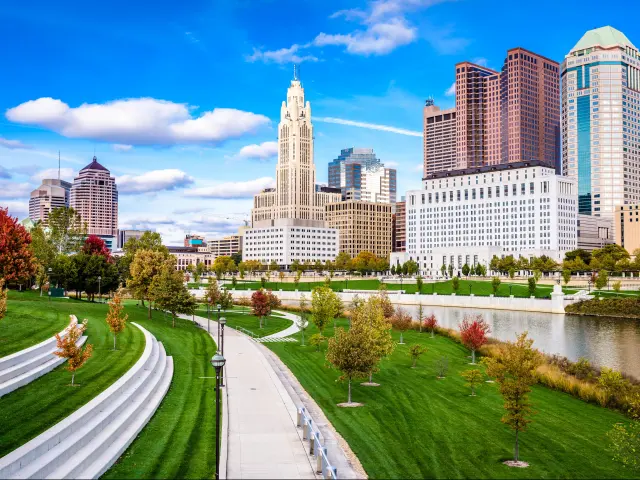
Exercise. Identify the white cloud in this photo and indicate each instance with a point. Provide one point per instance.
(283, 55)
(371, 126)
(153, 181)
(14, 144)
(451, 91)
(65, 174)
(118, 147)
(137, 121)
(263, 151)
(10, 189)
(232, 189)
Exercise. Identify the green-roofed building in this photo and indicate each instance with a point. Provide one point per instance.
(601, 120)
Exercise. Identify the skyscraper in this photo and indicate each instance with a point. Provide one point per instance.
(360, 175)
(439, 139)
(508, 116)
(601, 120)
(53, 193)
(94, 196)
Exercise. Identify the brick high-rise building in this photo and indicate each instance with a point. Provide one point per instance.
(94, 196)
(508, 116)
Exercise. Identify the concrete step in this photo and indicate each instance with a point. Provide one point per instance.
(79, 444)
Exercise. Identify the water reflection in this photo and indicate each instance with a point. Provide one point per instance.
(603, 341)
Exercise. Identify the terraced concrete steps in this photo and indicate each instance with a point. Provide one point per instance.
(89, 441)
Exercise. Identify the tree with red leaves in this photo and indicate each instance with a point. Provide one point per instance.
(16, 259)
(430, 323)
(261, 304)
(473, 333)
(94, 245)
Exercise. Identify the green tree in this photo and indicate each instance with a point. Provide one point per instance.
(514, 368)
(474, 378)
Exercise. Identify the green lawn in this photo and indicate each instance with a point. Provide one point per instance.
(478, 287)
(30, 410)
(178, 442)
(27, 324)
(416, 426)
(236, 318)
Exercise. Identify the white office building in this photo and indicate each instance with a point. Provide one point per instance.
(286, 244)
(468, 216)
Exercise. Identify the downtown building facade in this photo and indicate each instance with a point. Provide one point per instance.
(288, 221)
(468, 216)
(360, 175)
(53, 193)
(94, 196)
(601, 121)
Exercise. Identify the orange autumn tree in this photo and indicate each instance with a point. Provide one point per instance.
(116, 318)
(76, 356)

> DIRECTIONS FOR THIS TASK
Would you set down the records above once more, exactly, with the pictures removed?

> RESPONSE
Exercise. Identify the white cloud in this photo and indicate each instance with a point. Provide one point per instance.
(283, 55)
(371, 126)
(153, 181)
(14, 144)
(451, 91)
(65, 174)
(118, 147)
(137, 121)
(263, 151)
(10, 189)
(232, 189)
Exercise. Identify the green-roofed building in this photo and indicate each instance with a point. Provide one point per instance.
(601, 120)
Exercise. Identify the skyscraper in this photo and indicate each instance with a point. Provide one point per instance.
(360, 175)
(439, 139)
(508, 116)
(601, 120)
(53, 193)
(94, 196)
Exercise. Identify the brick high-rise building in this photo and indicate each instance with a point. Provide one point per instance.
(94, 196)
(508, 116)
Exercise. Identify the concrete step in this photo and indicate each instance with a point. Provide one point per instance.
(79, 444)
Exercise. Identify the water reflection in this photo and indicate each instance with a point. Provide one point per instance.
(603, 341)
Exercise. Identify the terraced concrete steps in this photo and indicate each instance with a point. Provide one point per instance.
(89, 441)
Exercise. Identify the tree with red leaves in this photo and indicate each instance with a point. Provide one point per instance.
(16, 259)
(430, 323)
(261, 304)
(473, 333)
(94, 245)
Exercise. Identify the green tree in this photo and indicate each instance with a point. Provide one point per instance.
(514, 368)
(474, 378)
Exercise. Identify the green lawn in this photo and indicate each instance with a point. Provide one point per instance.
(478, 287)
(30, 410)
(178, 442)
(27, 324)
(416, 426)
(236, 318)
Exercise. Identify the white office building in this photo and indicate each instance with a point. Provide one point per instance.
(286, 244)
(468, 216)
Exercise. Identify the downtown building facade in this photo and indicate each instance with a point. Provide one point per instance.
(288, 221)
(468, 216)
(360, 175)
(53, 193)
(94, 196)
(601, 121)
Exercise. Identify the orange autumn tree in this photo and indicate each instance with a point. Provide one point per instance.
(116, 318)
(76, 356)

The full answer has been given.